- _Exercice A_: Pouvez-vous recopier à l'identique les lignes des enregistrements, depuis celle qui contient « Please mark the green » jusqu'à la dernière ligne des enregistrements, ces deux lignes comprises ?

- _Extrait cité_:
--------

Le chant des baleines
de Edmond Baudoin

critiqué par Shelton, le 26 février 2015
(Chalon-sur-Saône - 68 ans)


La note:  étoiles
J'adore, tout simplement !
Edmond Baudoin est pour moi, je l’ai souvent affirmé ici et ailleurs, par écrit et à la radio, un des plus grands auteurs de bandes dessinées contemporains. Il ne s’agit pas d’une incantation vaine ou d’une phrase jetée en l’air sans fondement mais bien le fruit d’une expérience de lectures répétées depuis des années, d’une exploration presque quotidienne du monde des bulles de toutes nationalités et origines… Edmond Baudoin n’est pas le plus connu des auteurs, il n’est pas sur le devant de la scène en permanence, il n’a pas fait les plus grandes écoles de dessin ou de bande dessinée, mais chaque jour il dessine, chaque livre qu’il produit a du sens, chaque histoire qu’il raconte et dessine me touche et au fil des ans il est devenu pour moi incontournable de l’univers « bullesque » que j’aime tant…

Pourtant, à part quelques mots échangés une fois à Angoulême, j’avoue ne pas le connaitre autrement que par ses livres, ne pas l’avoir interviewé à la radio, ne pas l’avoir photographié pour Critiques Libres ou Vivre-à-Chalon, les deux sites où je présente des auteurs… Pourquoi ? Je crois que c’est un peu comme si j’avais peur d’être déçu ou de ne pas être à la hauteur. Edmond Baudoin est un « monstre » dont je me garde d’un contact qui pourrait me brûler au quatre-vingt-dixième degré, vous savez celui dont on ne peut pas se remettre…

Alors, je continue à le lire et le relire régulièrement, je mesure son talent sans lui en parler, je savoure ses ouvrages tout au long de ma vie de lecteur sans me préoccuper de savoir si le livre est récent ou pas, encore disponible ou pas… Qu’importe, quand le talent est au rendez-vous, le reste n’a que peu d’importance !

--------

- _Exercice B_:
Répondez à ces questions sur l'extrait :
(i) Quelle date accompagne la mention « critiqué par Shelton » ?
(ii) Dans quelle ville ont été échangés quelques mots avec Edmond Baudoin ?
(iii) Quels sont les deux sites nommés comme ceux où sont présentés des auteurs ?

--------

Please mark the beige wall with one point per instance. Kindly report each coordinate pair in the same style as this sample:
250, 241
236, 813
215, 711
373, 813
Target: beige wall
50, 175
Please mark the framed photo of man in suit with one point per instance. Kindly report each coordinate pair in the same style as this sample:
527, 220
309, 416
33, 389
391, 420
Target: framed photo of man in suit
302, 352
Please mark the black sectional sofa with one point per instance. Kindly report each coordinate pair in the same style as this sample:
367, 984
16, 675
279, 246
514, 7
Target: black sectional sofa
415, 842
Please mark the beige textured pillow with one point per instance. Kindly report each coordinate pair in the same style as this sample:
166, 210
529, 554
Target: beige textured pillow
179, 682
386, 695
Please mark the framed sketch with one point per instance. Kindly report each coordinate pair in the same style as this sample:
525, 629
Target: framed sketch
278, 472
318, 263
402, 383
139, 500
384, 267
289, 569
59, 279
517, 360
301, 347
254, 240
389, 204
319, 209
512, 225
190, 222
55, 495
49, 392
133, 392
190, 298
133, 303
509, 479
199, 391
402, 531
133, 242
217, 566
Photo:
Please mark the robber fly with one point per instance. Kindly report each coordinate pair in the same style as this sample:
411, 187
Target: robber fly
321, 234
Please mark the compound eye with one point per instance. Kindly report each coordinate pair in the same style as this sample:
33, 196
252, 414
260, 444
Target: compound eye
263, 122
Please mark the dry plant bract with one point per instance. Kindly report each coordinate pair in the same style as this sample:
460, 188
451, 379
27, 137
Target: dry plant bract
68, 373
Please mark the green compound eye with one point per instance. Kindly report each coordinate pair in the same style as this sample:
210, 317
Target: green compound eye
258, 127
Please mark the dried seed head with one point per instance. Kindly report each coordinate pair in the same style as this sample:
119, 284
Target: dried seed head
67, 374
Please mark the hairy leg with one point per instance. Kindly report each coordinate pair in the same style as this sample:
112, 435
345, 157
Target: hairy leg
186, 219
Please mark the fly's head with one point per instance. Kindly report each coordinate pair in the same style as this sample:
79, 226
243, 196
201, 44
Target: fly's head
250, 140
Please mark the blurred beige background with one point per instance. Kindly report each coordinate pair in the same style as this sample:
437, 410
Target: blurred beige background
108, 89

--------

- _Corrigé A_:
Please mark the green compound eye with one point per instance. Kindly report each coordinate pair in the same style as this sample:
210, 317
Target: green compound eye
258, 127
Please mark the dried seed head with one point per instance. Kindly report each coordinate pair in the same style as this sample:
119, 284
Target: dried seed head
67, 374
Please mark the hairy leg with one point per instance. Kindly report each coordinate pair in the same style as this sample:
112, 435
345, 157
Target: hairy leg
186, 219
Please mark the fly's head with one point per instance. Kindly report each coordinate pair in the same style as this sample:
79, 226
243, 196
201, 44
Target: fly's head
250, 140
Please mark the blurred beige background with one point per instance. Kindly report each coordinate pair in the same style as this sample:
437, 410
Target: blurred beige background
108, 89

- _Corrigé B_:
(i) Le 26 février 2015.
(ii) À Angoulême.
(iii) Critiques Libres et Vivre-à-Chalon.